◆ **Written problem**:
Rewrite the items below, swapping each occurrence of "pond" for "lake" and changing nothing else.

◆ **Supplied data**:

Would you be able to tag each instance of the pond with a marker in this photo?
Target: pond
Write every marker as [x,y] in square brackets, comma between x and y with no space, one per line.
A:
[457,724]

◆ **Written solution**:
Would you be able to tag each instance of the lake with a marker in this photo?
Target: lake
Write every marker as [x,y] in square brackets, comma between x and y with no space, one per line.
A:
[457,724]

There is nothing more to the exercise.